● **Set problem**
Please rewrite the entries below from the start through the line containing "[(335, 462), (11, 492), (474, 221)]", replacing "Target" with "Object" and leaving everything else unchanged.
##### Source records #####
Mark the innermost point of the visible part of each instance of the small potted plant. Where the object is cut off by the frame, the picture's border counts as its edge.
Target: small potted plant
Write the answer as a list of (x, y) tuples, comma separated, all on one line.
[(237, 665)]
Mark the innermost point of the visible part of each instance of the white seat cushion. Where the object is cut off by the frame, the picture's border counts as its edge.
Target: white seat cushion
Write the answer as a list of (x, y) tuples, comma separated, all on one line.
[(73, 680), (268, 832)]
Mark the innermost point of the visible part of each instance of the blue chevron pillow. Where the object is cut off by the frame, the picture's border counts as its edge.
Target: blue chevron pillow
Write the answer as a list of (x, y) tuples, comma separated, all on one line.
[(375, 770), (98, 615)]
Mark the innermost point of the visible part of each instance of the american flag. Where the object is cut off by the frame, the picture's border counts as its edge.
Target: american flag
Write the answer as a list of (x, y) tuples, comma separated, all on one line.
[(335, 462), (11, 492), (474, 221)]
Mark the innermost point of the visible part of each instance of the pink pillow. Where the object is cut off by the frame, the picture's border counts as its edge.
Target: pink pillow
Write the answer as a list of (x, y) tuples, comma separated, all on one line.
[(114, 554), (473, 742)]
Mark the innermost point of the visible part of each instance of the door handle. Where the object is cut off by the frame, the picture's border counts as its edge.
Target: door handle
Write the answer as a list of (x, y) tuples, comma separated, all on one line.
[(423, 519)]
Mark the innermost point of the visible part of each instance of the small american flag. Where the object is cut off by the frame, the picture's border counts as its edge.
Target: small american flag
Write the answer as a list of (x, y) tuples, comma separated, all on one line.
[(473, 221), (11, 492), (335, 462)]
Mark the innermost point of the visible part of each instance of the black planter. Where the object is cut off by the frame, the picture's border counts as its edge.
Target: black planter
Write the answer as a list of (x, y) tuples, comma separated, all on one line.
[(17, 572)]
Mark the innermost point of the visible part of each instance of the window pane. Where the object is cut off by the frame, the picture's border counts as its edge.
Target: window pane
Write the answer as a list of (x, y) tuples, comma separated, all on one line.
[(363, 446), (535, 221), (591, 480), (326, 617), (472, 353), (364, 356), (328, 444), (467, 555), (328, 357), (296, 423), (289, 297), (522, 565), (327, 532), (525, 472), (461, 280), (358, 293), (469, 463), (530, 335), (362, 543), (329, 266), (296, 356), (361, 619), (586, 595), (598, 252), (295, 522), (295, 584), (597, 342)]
#####
● **Solution for this task**
Mark the innermost point of the visible part of each instance of the small potted plant. Where the object is cut off by the frame, the picture's border counts as its edge.
Object: small potted plant
Write the answer as a list of (x, y) tuples, comma separated, all on one line.
[(237, 665)]
Mark the innermost point of the visible part of each instance of the white seat cushion. Where the object is cut off by the frame, the picture's border counts as its edge.
Object: white seat cushion
Write the answer as a list of (x, y) tuples, comma separated, all on one line.
[(73, 680), (268, 832)]
Mark the innermost point of the visible part of each instance of the blue chevron pillow. Where the object is cut off by the frame, the picture's border counts as its edge.
Object: blue chevron pillow
Write the answer as a list of (x, y) tuples, comma separated, all on one line.
[(375, 770), (98, 615)]
Mark the innermost point of the visible part of each instance of the american flag. Where the object is cut off by the frame, the picture's border counts as its edge.
Object: american flag
Write the answer as a list of (x, y) tuples, comma separated, all on one line.
[(335, 462), (11, 492), (474, 221)]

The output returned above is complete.